Short exercise.
Rewrite the passage on Freon recharge pricing from "Answered 3 years" through "still to much.", putting "coolant" wherever "refrigerant" appears.

Document passage.
You can find a lot of answers to that question in the Home > HVAC link in Browse Projects, at lower left. With the current phaseout of Freon underway, some contractors are charging reasonable amounts (the gas wholesale costs about $15-30/lb in 25-30# contractor bottles), some are way overboard on pricing - as much as $175 or maybe even more per pound if you read industry blogs.

Here is an AL article on the subject -

Complicating the picture is some vendors wrap the charging and post-charge system test and pressure adjustment labor into the gas cost, some charge separately - so a lot of apples-to-oranges comparisons going on. Certainly, I would say anything over about $40-50/lb for the gas alone (contractor billing rate) or $100/lb for complete recharge including all charging and testing labor would lead me to think I was being ripped off. And of course, a charge of $100-200/lb (including the labor) might be reasonable for a 1-2 pound topoff due to a minor leak or after a repair (where you typically lose at least some gas), but if your system is taking 5-10 pounds (the normal range for a normal to largish size house) then wrapping that high a labor amount into the per-pound price is exhorbitant.

Answered 3 years ago by LCD


This is the question of the year as we all know that R 22 is being phase out just like R 12 was sometime back in the day,as for my experience with this I would say that the cost should not be over the total cost of the drum of refrigerant by 2.5 to 3 times the cost but the problem starts with the goverment regulations on the HVAC industry and the makers of the refrigerant being used, then it comes down to the HVAC contractors trying to make as much off of the problem as they can ,all this is just as big of a problem as health care, gasoline,car manufacturing,and every other thing that the goverment gets into to or oversee or regulate.I see no end in these problems that we have, Sorry for the rant. Oh the cost should not be more then about $50.00 per pound, but that is still to much.

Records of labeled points
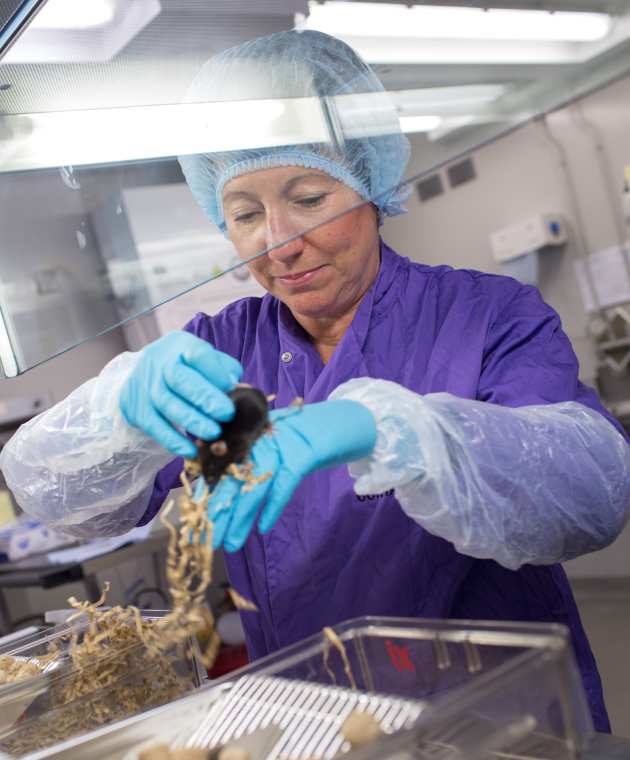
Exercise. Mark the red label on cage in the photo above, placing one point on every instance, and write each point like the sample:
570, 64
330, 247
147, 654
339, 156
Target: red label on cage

Reply.
Answered 3 years ago by LCD


This is the question of the year as we all know that R 22 is being phase out just like R 12 was sometime back in the day,as for my experience with this I would say that the cost should not be over the total cost of the drum of coolant by 2.5 to 3 times the cost but the problem starts with the goverment regulations on the HVAC industry and the makers of the coolant being used, then it comes down to the HVAC contractors trying to make as much off of the problem as they can ,all this is just as big of a problem as health care, gasoline,car manufacturing,and every other thing that the goverment gets into to or oversee or regulate.I see no end in these problems that we have, Sorry for the rant. Oh the cost should not be more then about $50.00 per pound, but that is still to much.